▶ **Passage provided**

-=-=-

The drink had become very well known, and it was clearly successful, so inevitably a number of competitors appeared—though, of course, none knew the precise recipe for the drink, which was kept secret. The Coca-Cola Company grew concerned that it was too easy for customers to be given a different drink and mistakenly think it was “The Real Thing”—which meant not only that Coca-Cola would lose out on the sale but, if customers didn’t enjoy the rival drink, that it would lose out on future sales, too. Something had to be done. So the company decided to come up with a distinctive bottle to ensure its product stood out. In 1915, following a design contest, the now-famous bottle was introduced. Created by the Root Glass Company of Terre Haute, Indiana, the winning design was chosen for its attractive and original appearance and because, even in the dark, people could easily identify it.
After nearly three decades of turning the drink into a substantial and successful business, Asa eventually sold the business in 1919 to Ernest Woodruff for $25 million (worth roughly $315 million in today’s money); his son Robert Woodruff became president in 1923. The company was reincorporated as a Delaware corporation and listed on the New York Stock Exchange, selling 500,000 shares to the general public at $40 per share. Coca-Cola was now firmly established as an American icon, but Woodruff’s mission was to go global. His vision was to create a brand that was “in arm’s reach of desire.”
During the 1920s and 1930s, Woodruff set his sights on international expansion. When he took over in 1923, Coca-Cola was strongly established in North America, had some bottling arrangements in South America, and had just opened its first European bottling plant in France. From this base, Woodruff’s Coca-Cola went on to open additional plants in Guatemala, Honduras, Mexico, Belgium and Italy in the 1920s. In 1926, Coca-Cola set up a Foreign Department, which became the Coca-Cola Export Corporation in 1930. In all the countries Coca-Cola expanded into, a creative, vibrant and culturally relevant advertising campaign followed.
A significant international move occurred in 1928, when Woodruff began a partnership with the Olympic Games in Amsterdam. A thousand bottles of Coca-Cola accompanied the US team, and the drink was on sale in the Olympic stadium. Vendors wore caps and coats emblazoned with the Coca-Cola logo, and the drink was also sold at surrounding cafés, restaurants and stores.

-=-=-

▶ **Dataset records**
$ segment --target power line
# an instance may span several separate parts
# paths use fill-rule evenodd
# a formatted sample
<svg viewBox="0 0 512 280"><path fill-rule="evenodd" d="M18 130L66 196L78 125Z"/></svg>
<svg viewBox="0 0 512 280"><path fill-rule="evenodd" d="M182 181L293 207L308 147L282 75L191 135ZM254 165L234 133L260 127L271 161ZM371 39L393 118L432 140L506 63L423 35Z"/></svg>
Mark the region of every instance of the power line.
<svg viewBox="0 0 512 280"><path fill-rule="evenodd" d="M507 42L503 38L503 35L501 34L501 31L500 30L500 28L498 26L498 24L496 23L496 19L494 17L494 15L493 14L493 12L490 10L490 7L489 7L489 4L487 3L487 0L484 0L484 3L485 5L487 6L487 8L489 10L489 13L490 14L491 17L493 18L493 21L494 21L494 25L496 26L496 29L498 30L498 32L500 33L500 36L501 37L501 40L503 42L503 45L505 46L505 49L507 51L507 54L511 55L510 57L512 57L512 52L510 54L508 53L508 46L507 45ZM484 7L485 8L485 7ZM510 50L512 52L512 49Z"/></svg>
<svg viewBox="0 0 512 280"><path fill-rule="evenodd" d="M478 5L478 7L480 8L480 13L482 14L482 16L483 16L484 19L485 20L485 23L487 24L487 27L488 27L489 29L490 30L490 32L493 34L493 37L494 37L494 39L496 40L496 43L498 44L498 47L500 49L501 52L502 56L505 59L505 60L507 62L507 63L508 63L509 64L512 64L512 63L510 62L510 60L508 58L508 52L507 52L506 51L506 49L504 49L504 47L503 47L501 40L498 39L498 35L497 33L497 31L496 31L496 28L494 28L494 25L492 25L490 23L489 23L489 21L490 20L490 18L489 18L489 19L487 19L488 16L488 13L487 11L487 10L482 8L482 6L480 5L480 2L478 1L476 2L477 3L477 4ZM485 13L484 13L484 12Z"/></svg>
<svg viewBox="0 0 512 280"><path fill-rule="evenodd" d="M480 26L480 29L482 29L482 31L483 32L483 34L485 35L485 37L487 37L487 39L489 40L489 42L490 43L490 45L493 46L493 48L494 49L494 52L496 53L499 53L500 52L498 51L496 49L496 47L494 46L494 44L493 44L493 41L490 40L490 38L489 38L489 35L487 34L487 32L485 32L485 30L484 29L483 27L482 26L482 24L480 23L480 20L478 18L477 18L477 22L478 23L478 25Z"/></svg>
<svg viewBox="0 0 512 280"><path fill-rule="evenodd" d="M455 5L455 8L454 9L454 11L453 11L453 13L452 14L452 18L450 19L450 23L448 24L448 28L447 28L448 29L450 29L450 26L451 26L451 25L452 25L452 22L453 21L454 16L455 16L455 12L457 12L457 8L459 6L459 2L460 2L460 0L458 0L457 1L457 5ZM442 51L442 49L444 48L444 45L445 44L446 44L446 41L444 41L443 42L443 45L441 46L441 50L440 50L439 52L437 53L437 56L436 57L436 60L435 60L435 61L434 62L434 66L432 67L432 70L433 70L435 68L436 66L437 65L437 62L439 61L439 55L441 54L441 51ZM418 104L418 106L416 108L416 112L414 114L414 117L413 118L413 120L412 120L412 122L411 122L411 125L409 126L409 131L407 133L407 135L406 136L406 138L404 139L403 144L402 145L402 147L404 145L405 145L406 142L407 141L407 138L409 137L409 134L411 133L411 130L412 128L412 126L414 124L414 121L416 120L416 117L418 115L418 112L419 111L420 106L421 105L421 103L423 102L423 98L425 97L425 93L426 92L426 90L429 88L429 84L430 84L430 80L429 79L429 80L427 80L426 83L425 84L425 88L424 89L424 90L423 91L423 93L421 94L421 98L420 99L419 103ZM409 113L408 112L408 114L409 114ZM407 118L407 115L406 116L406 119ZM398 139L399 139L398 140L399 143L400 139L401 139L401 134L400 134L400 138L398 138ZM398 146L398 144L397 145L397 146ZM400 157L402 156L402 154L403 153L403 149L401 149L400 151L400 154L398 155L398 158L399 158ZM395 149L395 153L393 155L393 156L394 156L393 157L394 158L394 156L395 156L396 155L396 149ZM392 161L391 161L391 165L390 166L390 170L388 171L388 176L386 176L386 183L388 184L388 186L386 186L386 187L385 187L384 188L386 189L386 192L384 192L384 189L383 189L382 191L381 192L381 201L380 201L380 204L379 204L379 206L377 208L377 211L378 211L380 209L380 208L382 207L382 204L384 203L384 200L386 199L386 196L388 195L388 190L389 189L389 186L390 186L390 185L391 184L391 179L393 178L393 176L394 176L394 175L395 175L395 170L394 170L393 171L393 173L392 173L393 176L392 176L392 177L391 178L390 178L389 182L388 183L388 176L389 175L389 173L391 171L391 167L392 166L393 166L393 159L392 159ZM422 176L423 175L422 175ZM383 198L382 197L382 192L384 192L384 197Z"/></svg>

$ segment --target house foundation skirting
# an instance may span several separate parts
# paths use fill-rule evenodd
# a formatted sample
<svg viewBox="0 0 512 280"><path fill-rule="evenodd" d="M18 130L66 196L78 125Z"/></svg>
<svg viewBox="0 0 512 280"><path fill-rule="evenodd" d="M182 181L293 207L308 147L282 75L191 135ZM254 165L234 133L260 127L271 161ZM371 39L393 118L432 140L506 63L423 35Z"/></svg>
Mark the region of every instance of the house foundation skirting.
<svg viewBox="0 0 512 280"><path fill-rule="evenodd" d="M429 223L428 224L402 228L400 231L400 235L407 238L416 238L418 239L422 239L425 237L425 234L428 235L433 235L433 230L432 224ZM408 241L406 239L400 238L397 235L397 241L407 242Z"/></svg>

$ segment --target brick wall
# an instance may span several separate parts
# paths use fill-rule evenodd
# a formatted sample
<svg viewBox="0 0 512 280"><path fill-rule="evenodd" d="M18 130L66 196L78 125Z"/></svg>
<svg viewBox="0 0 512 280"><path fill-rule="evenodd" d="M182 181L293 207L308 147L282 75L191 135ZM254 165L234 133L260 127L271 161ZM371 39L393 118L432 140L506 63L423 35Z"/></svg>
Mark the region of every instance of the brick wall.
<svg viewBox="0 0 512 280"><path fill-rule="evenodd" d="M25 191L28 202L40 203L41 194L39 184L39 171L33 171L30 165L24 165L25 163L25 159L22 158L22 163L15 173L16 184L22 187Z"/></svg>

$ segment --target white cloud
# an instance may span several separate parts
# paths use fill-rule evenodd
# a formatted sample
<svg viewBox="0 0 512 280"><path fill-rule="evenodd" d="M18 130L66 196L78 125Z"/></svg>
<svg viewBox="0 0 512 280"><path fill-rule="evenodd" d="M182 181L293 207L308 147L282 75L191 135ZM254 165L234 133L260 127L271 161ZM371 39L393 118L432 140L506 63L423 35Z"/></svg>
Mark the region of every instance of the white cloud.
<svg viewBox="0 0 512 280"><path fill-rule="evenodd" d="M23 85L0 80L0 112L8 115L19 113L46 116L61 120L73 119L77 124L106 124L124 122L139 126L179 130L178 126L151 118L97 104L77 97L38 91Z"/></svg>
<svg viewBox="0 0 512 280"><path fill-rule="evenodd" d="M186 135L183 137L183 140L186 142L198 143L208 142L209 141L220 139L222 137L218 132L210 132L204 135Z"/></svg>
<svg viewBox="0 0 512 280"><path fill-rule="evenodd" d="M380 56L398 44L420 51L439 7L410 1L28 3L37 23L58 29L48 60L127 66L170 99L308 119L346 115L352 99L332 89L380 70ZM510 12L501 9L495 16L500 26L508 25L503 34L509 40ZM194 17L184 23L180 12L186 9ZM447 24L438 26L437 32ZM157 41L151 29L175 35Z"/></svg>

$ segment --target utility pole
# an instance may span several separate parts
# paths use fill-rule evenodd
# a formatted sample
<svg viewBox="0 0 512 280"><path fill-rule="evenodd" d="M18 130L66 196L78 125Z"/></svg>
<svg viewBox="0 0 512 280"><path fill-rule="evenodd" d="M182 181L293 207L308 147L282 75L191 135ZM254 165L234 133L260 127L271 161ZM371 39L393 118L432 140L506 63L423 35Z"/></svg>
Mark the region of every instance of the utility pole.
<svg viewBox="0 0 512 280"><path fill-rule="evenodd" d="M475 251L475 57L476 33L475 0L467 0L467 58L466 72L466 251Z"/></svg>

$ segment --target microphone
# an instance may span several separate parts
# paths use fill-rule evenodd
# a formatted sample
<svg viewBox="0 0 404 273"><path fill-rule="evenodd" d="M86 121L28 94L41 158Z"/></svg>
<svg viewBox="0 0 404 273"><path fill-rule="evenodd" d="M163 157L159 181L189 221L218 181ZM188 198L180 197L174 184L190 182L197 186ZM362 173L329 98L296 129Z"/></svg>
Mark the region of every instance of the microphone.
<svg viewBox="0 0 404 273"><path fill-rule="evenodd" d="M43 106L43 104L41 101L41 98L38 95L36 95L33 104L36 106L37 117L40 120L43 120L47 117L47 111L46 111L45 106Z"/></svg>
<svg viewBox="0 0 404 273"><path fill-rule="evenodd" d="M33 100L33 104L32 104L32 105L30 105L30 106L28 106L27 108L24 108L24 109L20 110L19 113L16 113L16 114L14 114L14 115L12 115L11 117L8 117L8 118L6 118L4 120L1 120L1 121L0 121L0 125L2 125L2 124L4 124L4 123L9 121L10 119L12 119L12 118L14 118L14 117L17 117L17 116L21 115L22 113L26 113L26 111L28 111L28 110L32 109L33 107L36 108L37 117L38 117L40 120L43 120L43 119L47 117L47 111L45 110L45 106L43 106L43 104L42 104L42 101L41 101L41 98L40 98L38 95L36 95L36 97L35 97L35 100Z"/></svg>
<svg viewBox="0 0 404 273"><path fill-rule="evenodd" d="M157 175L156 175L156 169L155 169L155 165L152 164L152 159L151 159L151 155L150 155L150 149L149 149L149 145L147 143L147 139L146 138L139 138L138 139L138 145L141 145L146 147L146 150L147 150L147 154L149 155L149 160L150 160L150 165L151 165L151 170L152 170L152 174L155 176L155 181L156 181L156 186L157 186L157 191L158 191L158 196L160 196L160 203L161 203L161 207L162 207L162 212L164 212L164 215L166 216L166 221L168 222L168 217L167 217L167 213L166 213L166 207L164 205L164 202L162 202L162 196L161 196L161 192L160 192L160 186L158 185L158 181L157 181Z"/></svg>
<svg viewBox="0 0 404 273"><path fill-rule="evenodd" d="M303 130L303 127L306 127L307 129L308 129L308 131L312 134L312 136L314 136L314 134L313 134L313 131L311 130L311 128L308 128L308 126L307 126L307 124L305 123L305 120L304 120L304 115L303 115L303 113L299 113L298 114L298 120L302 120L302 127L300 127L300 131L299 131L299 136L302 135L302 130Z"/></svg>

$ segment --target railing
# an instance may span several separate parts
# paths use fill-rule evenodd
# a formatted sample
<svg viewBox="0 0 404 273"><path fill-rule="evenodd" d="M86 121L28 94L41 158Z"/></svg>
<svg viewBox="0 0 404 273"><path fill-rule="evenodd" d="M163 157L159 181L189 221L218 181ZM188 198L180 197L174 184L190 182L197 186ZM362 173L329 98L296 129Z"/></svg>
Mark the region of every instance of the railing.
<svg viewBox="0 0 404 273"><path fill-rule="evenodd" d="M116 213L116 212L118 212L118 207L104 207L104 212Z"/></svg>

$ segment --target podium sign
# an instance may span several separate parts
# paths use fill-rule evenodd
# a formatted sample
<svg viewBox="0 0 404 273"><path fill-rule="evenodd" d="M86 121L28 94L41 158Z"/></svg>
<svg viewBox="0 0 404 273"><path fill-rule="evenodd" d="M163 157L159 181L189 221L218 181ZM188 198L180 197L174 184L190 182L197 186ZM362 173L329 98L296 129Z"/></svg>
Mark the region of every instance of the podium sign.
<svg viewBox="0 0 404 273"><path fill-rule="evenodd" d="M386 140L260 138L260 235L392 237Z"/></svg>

-=-=-

▶ **Exercise A**
Please repeat, word for word, the part of the Coca-Cola history passage that opens with "During the 1920s" and closes with "advertising campaign followed.".
▶ **Exercise B**
Continue the Coca-Cola history passage, starting right after its final sentence.

▶ **Response box A**
During the 1920s and 1930s, Woodruff set his sights on international expansion. When he took over in 1923, Coca-Cola was strongly established in North America, had some bottling arrangements in South America, and had just opened its first European bottling plant in France. From this base, Woodruff’s Coca-Cola went on to open additional plants in Guatemala, Honduras, Mexico, Belgium and Italy in the 1920s. In 1926, Coca-Cola set up a Foreign Department, which became the Coca-Cola Export Corporation in 1930. In all the countries Coca-Cola expanded into, a creative, vibrant and culturally relevant advertising campaign followed.

▶ **Response box B**
Elsewhere, Woodruff affixed the company logo on everything from Canadian racing dog sleds to bullfighting arenas in Spain. By the start of World War II, Coca-Cola was in 44 countries. A marketing genius, Woodruff continued to develop the company’s successful, but limited, line. He introduced the six-pack (making the drinks more transportable and encouraging people to buy in bulk) and the open-top cooler. Coca-Cola was available in vending machines from 1929 and was advertised on the radio from 1930. In 1935, bottlers hired women to act as door-to-door salespeople for the drink, with a target of 125 calls per day.
In all the countries Coca-Cola expanded into, a creative, vibrant and culturally relevant advertising campaign followed.
In a marketing scheme that was to have repercussions for little children everywhere, Coca-Cola’s famous red-suited Santa Claus made his debut at Christmas 1931, banishing the long-established and previously unchallenged green Santa into the mists of time.
Santa Claus dressed in red is now a globally recognized figure.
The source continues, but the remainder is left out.